**What you should do**
Please rescale the lines from the one containing "[locate] the green" through the last line, inclusive. Write each of them out again with its request wording unchanged, multiplying every coordinate in the answers by 2.1 and rounding to whole numbers, with halves rounded up.

Object position labeling lines

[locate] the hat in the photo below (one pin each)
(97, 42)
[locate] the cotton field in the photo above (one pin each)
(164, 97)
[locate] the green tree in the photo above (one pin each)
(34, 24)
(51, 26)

**Response**
[locate] the green tree in the photo above (one pin each)
(71, 50)
(107, 55)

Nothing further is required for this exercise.